Work instructions:
Each entry is to be retyped exactly as it stands.

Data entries
· · · ·
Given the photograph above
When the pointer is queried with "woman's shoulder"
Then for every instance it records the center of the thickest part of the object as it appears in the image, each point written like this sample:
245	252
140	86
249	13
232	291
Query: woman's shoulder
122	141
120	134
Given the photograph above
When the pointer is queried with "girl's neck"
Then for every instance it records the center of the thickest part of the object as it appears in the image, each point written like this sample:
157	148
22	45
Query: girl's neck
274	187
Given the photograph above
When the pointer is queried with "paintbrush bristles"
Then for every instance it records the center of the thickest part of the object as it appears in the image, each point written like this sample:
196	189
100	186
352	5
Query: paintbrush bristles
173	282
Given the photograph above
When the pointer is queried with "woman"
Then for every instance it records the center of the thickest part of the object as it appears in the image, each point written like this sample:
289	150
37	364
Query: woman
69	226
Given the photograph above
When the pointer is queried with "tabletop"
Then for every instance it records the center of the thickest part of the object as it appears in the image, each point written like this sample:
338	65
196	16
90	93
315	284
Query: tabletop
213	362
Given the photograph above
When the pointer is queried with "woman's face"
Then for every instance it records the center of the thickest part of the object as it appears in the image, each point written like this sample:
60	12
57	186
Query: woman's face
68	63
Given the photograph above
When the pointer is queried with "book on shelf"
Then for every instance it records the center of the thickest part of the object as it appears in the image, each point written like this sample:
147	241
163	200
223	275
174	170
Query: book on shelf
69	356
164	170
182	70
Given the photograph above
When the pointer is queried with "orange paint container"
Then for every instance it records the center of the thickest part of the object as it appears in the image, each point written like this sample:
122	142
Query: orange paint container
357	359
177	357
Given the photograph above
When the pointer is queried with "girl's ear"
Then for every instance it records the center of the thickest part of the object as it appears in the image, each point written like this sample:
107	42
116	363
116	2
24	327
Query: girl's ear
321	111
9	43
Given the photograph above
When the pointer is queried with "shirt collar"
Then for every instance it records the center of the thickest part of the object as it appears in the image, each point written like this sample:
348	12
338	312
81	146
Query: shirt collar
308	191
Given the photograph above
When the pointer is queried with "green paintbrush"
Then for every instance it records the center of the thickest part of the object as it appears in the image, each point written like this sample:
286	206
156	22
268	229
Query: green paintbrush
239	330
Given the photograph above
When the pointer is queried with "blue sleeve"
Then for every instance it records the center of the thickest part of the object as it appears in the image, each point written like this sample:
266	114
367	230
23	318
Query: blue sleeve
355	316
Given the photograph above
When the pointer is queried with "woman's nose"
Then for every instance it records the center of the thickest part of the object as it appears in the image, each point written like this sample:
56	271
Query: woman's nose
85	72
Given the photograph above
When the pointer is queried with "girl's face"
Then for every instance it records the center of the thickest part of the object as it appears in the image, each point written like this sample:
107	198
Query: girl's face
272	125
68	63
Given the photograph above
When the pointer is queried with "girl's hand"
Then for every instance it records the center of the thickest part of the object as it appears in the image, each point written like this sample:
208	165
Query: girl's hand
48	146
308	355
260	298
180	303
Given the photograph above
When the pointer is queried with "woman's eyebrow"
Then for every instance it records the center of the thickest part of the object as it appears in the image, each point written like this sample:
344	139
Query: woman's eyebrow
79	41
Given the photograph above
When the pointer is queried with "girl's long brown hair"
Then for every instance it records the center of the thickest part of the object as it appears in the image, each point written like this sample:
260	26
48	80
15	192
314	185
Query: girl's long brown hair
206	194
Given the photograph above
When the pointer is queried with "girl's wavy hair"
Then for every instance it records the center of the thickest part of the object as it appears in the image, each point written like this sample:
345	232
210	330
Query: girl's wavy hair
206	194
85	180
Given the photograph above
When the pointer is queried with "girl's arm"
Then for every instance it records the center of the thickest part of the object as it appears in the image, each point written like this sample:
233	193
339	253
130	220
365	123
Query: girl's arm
· · · ·
Exercise answer:
Given the photograph above
When the pointer is queried with "woman's shoulder"
Then for every instance it records the center of the thickest part of the object as it appears in the image, each point written like this sample:
245	252
140	86
249	13
232	291
Query: woman's shoulder
122	141
120	134
Given the photograph above
When the pointer is queried with "girl's neck"
Then for every instance it records the center of the thickest part of the object as it appears in the image, each point written like this sample:
157	148
22	45
Query: girl's neck
274	187
Given the photograph above
When the pointer is queried with "paintbrush bristles"
Then for every instance it records the center of the thickest part of the object as it appears in the image, each point written like this sample:
196	189
100	186
352	5
Query: paintbrush bristles
173	282
Given the photograph above
When the pointer is queried with "woman"
Then for every instance it records the center of the thickest part of the object as it appears in the image, each point written like this sample:
289	150
37	364
Query: woman
69	226
Given the photograph above
When the pointer is queried with "tabletop"
Then for every instance it records the center of the thickest part of the object as it appears in the image, each point written like this sample:
338	65
196	16
90	93
315	284
Query: tabletop
213	362
Given the photograph above
When the pointer is queried with "woman's face"
Then for every instance it records the center of the thickest part of the object as it appears in the image, each point written like this sample:
60	12
57	186
Query: woman's face
68	63
Given the photograph above
When the pointer is queried with "book on shelf"
Then for every instance it records the center of the thickest part of the object as it appears in the image, each point written like this sample:
147	241
163	200
223	275
174	170
Query: book on shelf
69	356
164	170
182	70
Given the photograph above
When the pointer is queried with "orange paint container"
Then for every instance it records the center of the thickest part of the object as it appears in the image, each point written like this sample:
122	142
Query: orange paint container
357	359
177	357
Given the photograph above
When the pointer is queried with "girl's ear"
Then for every instance it records the center of the thickest part of the object as it appears in the image, each point written like this sample:
107	42
116	363
116	2
24	327
Query: girl's ear
321	111
9	43
Given the photograph above
When the pointer is queried with "shirt collar"
Then for every instance it records the center of the thickest part of the object as it appears in the image, each point written like this sample:
348	12
338	312
81	146
Query: shirt collar
308	191
Given the photograph above
When the pointer is queried with "green paintbrush"
Then for every instance it records the center of the thickest part of the object as it appears in the image, each point written like this sample:
286	206
156	22
268	229
Query: green paintbrush
239	330
Given the photograph above
When the pointer is queried with "blue sleeve"
Then for every instance it records the center of the thickest part of the object as it appears in the image, each point written like this sample:
266	114
367	230
23	318
Query: blue sleeve
355	316
Given the photograph above
When the pointer is queried with "woman's nose"
Then for every instance it records the center of the thickest part of the object as it appears in the image, each point written like this sample:
56	271
Query: woman's nose
85	72
Given the photograph above
When the pointer is queried with "girl's face"
Then for every instance it records the center of the thickest part of the object as it appears in the image, each point written like this sample:
107	198
Query: girl's face
272	125
68	63
Given the photograph above
When the pointer is queried with "girl's hand"
Then for every instance it records the center of the thickest part of the object as it appears in the image, each point written like this sample:
208	165
Query: girl's hand
48	146
308	355
260	298
180	303
Given the photograph above
When the pointer is queried with "woman's eyebrow"
Then for every instance it records the center of the thickest part of the object as it appears in the image, each point written like this sample:
344	139
Query: woman's eyebrow
79	41
Given the photograph above
When the pointer is queried with "girl's long brown hair"
Then for every instance it records the center of the thickest part of the object as it appears in the image, each point written like this sample:
260	26
48	80
15	192
314	185
Query: girl's long brown hair
206	194
Given the photograph above
When the pointer is queried with "girl's wavy hair"
Then for every instance it records the center of the thickest part of the object as it appears in the image, each point written like this sample:
345	232
210	330
Query: girl's wavy hair
206	194
85	180
Given the photograph above
When the pointer is queried with "girl's arm"
Then for every instance it records the center of the thickest part of the object as it appears in the image, each point written like this sample:
233	193
339	253
130	220
365	123
Query: girl's arm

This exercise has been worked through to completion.